Skip the pictures. Repeat everything else in the records word for word.

** START Data for this exercise **

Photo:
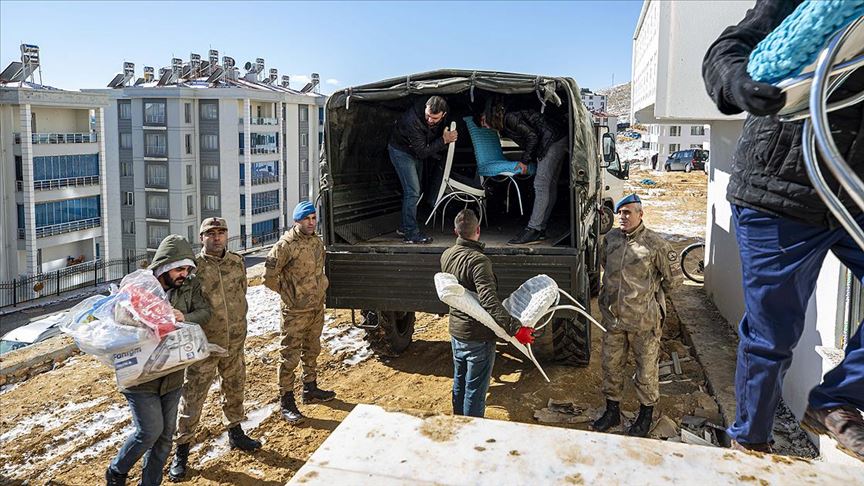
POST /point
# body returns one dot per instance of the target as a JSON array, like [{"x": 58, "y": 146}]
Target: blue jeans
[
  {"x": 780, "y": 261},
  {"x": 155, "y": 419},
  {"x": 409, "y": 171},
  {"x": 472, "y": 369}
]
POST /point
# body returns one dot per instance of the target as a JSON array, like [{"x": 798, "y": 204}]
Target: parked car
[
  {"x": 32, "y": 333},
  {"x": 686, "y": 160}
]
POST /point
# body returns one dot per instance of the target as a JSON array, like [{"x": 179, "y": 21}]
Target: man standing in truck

** END Data for this exercise **

- **Solution to this task**
Photo:
POST /point
# body returns one dot per instance of the target as a JSON array, like [{"x": 58, "y": 146}]
Target: blue jeans
[
  {"x": 780, "y": 261},
  {"x": 155, "y": 419},
  {"x": 409, "y": 171},
  {"x": 472, "y": 369}
]
POST /point
# body returns one dot per instance of the target as a JSON array, like [{"x": 798, "y": 204}]
Target: parked car
[
  {"x": 32, "y": 333},
  {"x": 686, "y": 160}
]
POST /point
# body returns one dot per instance of the target as a JSON array, like [{"x": 179, "y": 21}]
Target: man standing in truck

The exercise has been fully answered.